--- begin ---

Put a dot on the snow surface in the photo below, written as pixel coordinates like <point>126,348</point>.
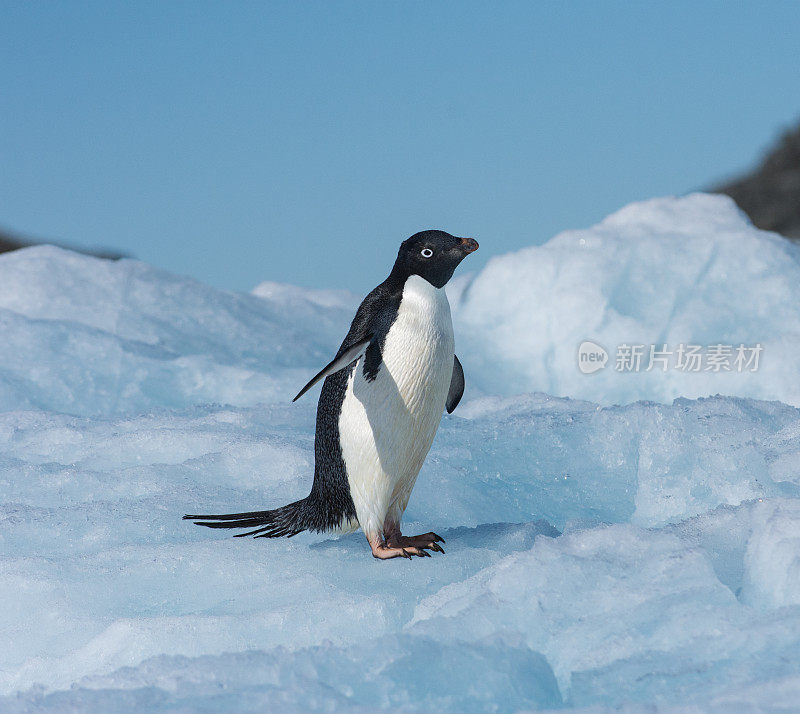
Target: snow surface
<point>598,557</point>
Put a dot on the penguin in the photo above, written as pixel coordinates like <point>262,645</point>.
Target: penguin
<point>381,402</point>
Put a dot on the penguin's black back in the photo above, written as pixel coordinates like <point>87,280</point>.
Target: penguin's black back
<point>330,504</point>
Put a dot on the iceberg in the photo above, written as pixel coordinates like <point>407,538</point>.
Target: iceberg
<point>614,541</point>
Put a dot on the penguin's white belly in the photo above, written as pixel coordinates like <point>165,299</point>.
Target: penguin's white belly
<point>386,426</point>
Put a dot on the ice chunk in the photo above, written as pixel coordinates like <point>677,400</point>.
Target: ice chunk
<point>672,271</point>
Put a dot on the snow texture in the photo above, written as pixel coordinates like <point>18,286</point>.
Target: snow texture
<point>599,557</point>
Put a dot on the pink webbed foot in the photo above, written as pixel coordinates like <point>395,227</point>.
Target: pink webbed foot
<point>418,545</point>
<point>399,546</point>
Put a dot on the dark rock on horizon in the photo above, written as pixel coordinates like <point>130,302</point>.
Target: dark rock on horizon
<point>770,194</point>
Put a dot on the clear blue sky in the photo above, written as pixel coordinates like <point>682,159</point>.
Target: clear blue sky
<point>301,141</point>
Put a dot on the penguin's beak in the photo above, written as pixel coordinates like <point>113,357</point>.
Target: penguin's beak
<point>469,245</point>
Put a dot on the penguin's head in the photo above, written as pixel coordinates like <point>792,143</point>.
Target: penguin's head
<point>433,255</point>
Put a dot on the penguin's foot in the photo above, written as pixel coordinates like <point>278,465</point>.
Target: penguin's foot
<point>385,550</point>
<point>421,542</point>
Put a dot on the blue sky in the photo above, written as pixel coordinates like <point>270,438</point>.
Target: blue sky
<point>302,141</point>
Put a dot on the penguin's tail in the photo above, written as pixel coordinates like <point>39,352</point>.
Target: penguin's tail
<point>286,521</point>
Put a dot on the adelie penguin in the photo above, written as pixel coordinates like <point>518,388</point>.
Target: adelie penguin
<point>380,406</point>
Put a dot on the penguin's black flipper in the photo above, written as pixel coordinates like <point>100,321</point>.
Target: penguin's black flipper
<point>284,521</point>
<point>341,361</point>
<point>456,386</point>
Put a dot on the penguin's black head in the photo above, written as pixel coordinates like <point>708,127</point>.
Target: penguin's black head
<point>433,255</point>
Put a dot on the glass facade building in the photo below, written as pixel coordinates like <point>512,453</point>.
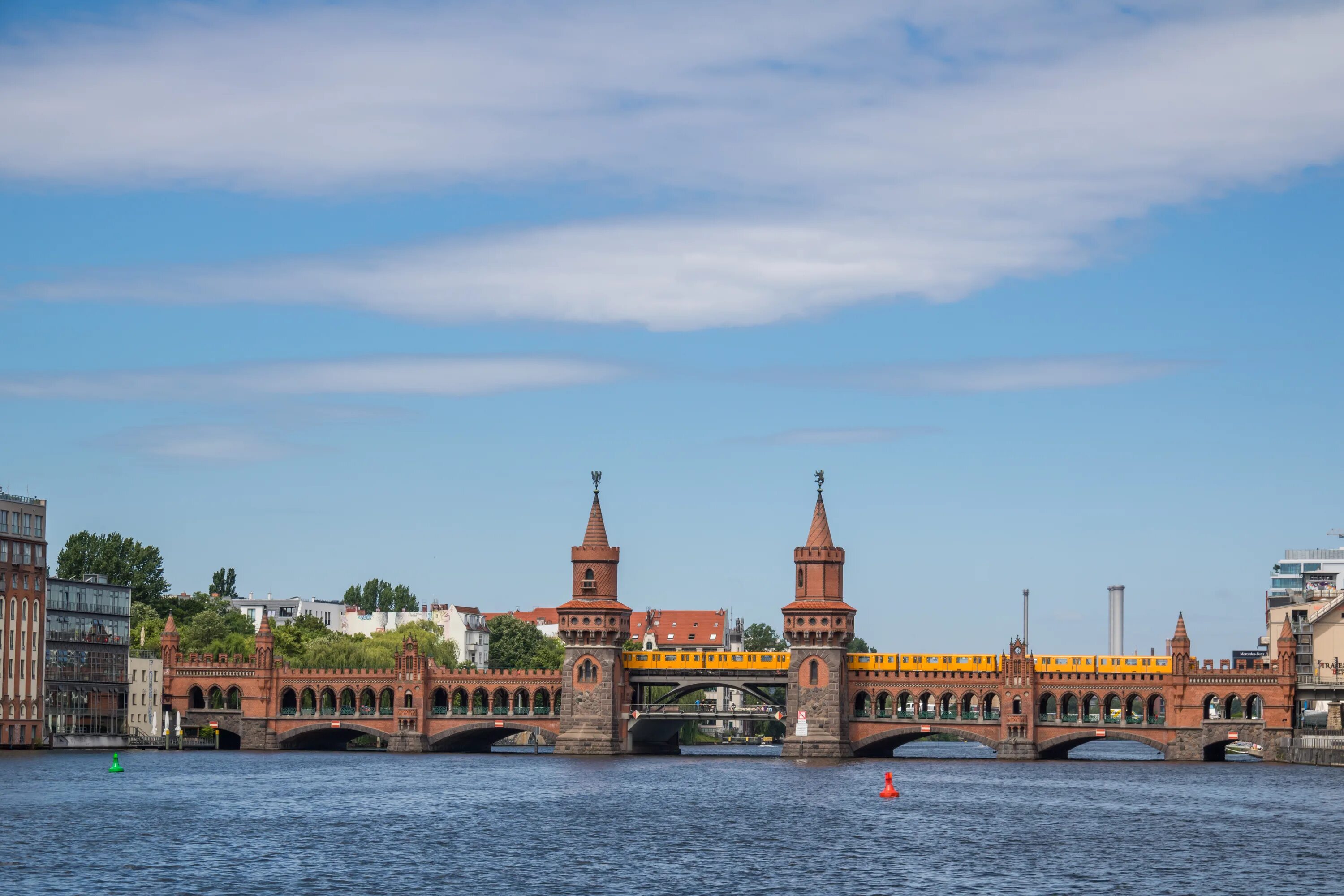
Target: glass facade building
<point>88,653</point>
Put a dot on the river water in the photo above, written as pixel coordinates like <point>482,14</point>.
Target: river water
<point>715,821</point>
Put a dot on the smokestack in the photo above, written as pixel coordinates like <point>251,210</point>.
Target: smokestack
<point>1117,620</point>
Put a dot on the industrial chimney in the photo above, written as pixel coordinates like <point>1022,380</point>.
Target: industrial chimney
<point>1117,620</point>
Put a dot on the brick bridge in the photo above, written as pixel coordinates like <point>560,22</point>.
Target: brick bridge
<point>1012,703</point>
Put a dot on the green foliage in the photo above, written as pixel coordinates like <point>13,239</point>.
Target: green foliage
<point>144,617</point>
<point>211,632</point>
<point>521,645</point>
<point>310,645</point>
<point>379,595</point>
<point>761,637</point>
<point>121,559</point>
<point>224,583</point>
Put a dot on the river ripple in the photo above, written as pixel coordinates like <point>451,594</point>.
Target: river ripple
<point>370,823</point>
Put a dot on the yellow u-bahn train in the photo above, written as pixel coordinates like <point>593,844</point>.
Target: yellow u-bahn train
<point>779,661</point>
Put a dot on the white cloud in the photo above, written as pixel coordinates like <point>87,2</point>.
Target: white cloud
<point>992,375</point>
<point>858,436</point>
<point>203,444</point>
<point>820,156</point>
<point>378,375</point>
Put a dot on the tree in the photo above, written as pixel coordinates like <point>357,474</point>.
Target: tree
<point>859,645</point>
<point>513,642</point>
<point>121,559</point>
<point>210,626</point>
<point>378,595</point>
<point>224,583</point>
<point>760,637</point>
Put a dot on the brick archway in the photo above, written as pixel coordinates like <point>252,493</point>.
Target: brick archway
<point>1060,746</point>
<point>883,742</point>
<point>479,737</point>
<point>320,735</point>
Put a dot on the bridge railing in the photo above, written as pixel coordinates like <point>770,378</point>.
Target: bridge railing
<point>706,710</point>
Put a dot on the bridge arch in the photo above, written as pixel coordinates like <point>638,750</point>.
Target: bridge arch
<point>1060,747</point>
<point>705,684</point>
<point>320,735</point>
<point>479,737</point>
<point>883,742</point>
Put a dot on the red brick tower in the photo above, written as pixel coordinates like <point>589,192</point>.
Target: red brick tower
<point>819,626</point>
<point>594,626</point>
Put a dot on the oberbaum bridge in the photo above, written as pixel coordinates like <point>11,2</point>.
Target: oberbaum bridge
<point>836,703</point>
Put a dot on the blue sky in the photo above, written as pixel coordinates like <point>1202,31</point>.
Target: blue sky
<point>326,292</point>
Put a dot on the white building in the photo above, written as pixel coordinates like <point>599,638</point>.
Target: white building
<point>284,610</point>
<point>146,698</point>
<point>464,626</point>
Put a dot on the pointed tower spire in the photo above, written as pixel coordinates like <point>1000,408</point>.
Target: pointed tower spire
<point>596,534</point>
<point>819,536</point>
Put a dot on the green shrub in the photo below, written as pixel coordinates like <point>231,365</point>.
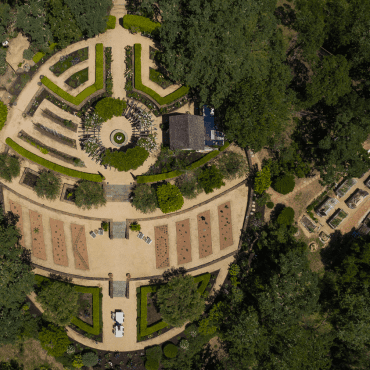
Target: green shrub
<point>145,198</point>
<point>177,94</point>
<point>48,185</point>
<point>151,364</point>
<point>210,178</point>
<point>27,54</point>
<point>170,198</point>
<point>9,167</point>
<point>170,350</point>
<point>52,166</point>
<point>89,194</point>
<point>126,161</point>
<point>109,107</point>
<point>284,184</point>
<point>286,217</point>
<point>3,114</point>
<point>98,85</point>
<point>111,24</point>
<point>139,22</point>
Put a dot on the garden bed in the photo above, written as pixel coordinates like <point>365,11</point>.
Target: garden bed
<point>78,78</point>
<point>70,60</point>
<point>68,124</point>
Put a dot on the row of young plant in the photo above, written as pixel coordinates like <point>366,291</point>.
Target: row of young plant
<point>170,197</point>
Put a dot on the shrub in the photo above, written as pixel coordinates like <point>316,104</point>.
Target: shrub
<point>9,167</point>
<point>27,54</point>
<point>145,198</point>
<point>48,185</point>
<point>111,24</point>
<point>286,217</point>
<point>54,340</point>
<point>170,198</point>
<point>139,22</point>
<point>210,178</point>
<point>263,180</point>
<point>90,359</point>
<point>109,107</point>
<point>180,92</point>
<point>170,350</point>
<point>284,184</point>
<point>52,166</point>
<point>3,114</point>
<point>89,194</point>
<point>126,161</point>
<point>135,226</point>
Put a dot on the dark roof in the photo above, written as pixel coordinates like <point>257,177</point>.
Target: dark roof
<point>187,132</point>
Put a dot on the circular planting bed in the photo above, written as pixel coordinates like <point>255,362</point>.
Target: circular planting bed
<point>118,138</point>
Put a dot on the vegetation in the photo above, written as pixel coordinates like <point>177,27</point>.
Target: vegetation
<point>144,198</point>
<point>179,301</point>
<point>52,166</point>
<point>169,198</point>
<point>89,194</point>
<point>109,107</point>
<point>210,178</point>
<point>132,159</point>
<point>59,301</point>
<point>9,167</point>
<point>48,185</point>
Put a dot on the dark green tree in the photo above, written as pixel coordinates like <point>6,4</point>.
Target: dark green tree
<point>179,301</point>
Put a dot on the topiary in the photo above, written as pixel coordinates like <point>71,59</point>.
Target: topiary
<point>27,54</point>
<point>286,217</point>
<point>170,198</point>
<point>3,114</point>
<point>284,184</point>
<point>109,107</point>
<point>170,350</point>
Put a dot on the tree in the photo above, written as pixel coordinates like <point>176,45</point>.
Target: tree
<point>169,198</point>
<point>9,167</point>
<point>16,277</point>
<point>235,39</point>
<point>91,15</point>
<point>145,198</point>
<point>330,80</point>
<point>263,180</point>
<point>179,301</point>
<point>62,24</point>
<point>132,159</point>
<point>90,359</point>
<point>210,178</point>
<point>60,302</point>
<point>54,340</point>
<point>48,185</point>
<point>89,194</point>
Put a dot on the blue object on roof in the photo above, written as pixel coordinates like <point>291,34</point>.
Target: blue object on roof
<point>212,135</point>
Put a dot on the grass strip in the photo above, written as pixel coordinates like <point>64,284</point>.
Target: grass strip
<point>180,92</point>
<point>53,166</point>
<point>98,85</point>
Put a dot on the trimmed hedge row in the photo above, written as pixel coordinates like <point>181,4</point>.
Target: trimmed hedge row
<point>172,174</point>
<point>142,23</point>
<point>143,329</point>
<point>98,85</point>
<point>180,92</point>
<point>53,166</point>
<point>95,291</point>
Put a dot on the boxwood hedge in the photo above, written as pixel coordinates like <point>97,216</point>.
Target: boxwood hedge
<point>52,166</point>
<point>98,85</point>
<point>180,92</point>
<point>142,23</point>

--- end ---

## Request
Exactly and only the lines from the one containing "Put a dot on the grass" through the end of the material are to be reproduced, both ends included.

## Full solution
Put a dot on the grass strip in the photo above, written as pixel coordinates like <point>64,284</point>.
Target: grass strip
<point>180,92</point>
<point>53,166</point>
<point>98,85</point>
Put a dot on the trimmed hedge row in the photo above, written as pixel coordinates like <point>181,4</point>.
Target: trimmed hedge row
<point>172,174</point>
<point>142,23</point>
<point>143,329</point>
<point>98,85</point>
<point>180,92</point>
<point>53,166</point>
<point>95,291</point>
Put a dot on the boxwood hedge in the photo above, written as pixel coordinates like <point>97,216</point>.
Target: boxwood hedge
<point>52,166</point>
<point>98,85</point>
<point>180,92</point>
<point>142,23</point>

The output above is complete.